- [Dataset]:

◆ ◆ ◆ ◆

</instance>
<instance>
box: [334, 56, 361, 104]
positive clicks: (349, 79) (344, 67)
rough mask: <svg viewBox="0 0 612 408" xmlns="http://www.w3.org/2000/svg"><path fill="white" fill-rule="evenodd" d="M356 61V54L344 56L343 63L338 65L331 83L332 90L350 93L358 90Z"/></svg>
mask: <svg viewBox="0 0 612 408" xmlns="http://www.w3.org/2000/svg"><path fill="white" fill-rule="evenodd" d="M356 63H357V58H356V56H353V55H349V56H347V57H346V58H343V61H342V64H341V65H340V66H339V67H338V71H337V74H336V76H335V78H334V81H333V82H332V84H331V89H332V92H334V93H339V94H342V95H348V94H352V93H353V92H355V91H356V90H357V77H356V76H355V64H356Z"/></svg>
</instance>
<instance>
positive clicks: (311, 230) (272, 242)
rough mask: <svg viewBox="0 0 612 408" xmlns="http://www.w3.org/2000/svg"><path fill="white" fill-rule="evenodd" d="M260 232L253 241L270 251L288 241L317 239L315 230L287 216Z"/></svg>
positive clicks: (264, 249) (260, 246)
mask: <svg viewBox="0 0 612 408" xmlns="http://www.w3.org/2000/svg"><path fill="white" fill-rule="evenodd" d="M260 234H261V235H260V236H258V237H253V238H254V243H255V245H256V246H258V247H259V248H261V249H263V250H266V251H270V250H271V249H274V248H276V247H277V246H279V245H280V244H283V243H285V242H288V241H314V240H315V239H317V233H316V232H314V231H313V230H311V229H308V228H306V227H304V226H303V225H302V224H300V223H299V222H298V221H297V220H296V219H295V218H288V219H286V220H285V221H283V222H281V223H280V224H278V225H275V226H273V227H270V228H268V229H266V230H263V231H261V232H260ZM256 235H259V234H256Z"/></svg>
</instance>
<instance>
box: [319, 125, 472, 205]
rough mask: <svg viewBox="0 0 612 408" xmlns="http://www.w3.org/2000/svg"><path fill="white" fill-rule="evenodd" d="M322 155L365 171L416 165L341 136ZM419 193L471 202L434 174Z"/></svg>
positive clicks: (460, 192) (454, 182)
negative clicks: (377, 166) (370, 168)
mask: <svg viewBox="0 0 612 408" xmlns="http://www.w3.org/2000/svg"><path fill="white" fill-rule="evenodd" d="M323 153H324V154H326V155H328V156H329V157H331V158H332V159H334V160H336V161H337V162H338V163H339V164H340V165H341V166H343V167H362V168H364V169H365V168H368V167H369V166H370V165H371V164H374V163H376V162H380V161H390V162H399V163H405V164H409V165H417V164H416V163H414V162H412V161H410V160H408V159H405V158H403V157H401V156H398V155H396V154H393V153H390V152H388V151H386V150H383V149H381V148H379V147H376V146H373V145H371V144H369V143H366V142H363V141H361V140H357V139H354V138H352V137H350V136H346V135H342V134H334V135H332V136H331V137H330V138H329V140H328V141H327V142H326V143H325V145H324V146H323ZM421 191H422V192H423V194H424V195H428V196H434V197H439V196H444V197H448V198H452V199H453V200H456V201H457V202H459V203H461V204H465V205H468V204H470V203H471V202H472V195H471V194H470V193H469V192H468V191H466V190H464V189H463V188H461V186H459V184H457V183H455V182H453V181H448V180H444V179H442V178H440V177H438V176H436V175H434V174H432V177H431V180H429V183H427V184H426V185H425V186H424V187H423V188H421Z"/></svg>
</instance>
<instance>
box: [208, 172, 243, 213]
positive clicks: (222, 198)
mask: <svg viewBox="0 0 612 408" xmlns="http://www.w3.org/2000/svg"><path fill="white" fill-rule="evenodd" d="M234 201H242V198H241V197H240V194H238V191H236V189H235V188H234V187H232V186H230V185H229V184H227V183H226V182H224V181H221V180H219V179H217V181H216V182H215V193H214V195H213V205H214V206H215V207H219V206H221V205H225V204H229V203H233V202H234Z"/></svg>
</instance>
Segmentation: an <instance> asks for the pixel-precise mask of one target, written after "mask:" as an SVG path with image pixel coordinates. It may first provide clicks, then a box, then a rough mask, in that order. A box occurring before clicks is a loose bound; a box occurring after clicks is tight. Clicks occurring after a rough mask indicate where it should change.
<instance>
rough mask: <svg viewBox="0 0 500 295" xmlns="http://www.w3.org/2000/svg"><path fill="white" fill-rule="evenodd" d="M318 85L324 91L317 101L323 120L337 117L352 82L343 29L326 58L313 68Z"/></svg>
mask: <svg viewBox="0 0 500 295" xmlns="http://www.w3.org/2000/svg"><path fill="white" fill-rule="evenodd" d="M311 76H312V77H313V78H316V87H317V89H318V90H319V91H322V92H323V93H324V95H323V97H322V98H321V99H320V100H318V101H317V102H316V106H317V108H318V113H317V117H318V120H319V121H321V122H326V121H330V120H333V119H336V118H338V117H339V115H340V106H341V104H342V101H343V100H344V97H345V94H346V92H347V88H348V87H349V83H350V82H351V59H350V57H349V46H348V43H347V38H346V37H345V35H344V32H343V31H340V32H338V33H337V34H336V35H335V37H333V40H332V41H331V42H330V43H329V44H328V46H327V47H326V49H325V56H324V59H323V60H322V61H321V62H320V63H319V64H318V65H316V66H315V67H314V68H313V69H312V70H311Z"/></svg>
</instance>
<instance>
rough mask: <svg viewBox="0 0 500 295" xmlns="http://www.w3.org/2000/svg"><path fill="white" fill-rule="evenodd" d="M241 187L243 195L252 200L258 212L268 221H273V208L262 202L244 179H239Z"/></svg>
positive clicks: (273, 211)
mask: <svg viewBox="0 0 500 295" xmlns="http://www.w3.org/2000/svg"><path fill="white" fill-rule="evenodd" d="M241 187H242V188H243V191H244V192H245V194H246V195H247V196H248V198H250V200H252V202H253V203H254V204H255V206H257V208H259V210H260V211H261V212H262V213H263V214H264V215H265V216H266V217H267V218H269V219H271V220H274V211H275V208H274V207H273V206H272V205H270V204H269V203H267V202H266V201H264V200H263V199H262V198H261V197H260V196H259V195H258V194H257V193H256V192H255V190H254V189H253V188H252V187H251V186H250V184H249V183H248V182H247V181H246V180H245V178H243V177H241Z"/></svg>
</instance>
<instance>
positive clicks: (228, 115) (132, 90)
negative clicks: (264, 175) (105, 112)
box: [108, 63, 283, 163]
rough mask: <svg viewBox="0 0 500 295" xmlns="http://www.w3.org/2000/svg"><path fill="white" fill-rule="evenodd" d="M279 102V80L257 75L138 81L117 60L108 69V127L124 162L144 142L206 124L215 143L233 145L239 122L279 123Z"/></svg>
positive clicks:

◆ ◆ ◆ ◆

Scan the listing above for the line that has "155L365 171L416 165L341", then copy exactly from that line through the line that has "positive clicks: (460, 192) (454, 182)".

- [Expected answer]:
rough mask: <svg viewBox="0 0 612 408" xmlns="http://www.w3.org/2000/svg"><path fill="white" fill-rule="evenodd" d="M322 155L365 171L416 165L341 136ZM419 193L471 202L434 174Z"/></svg>
positive clicks: (460, 192) (454, 182)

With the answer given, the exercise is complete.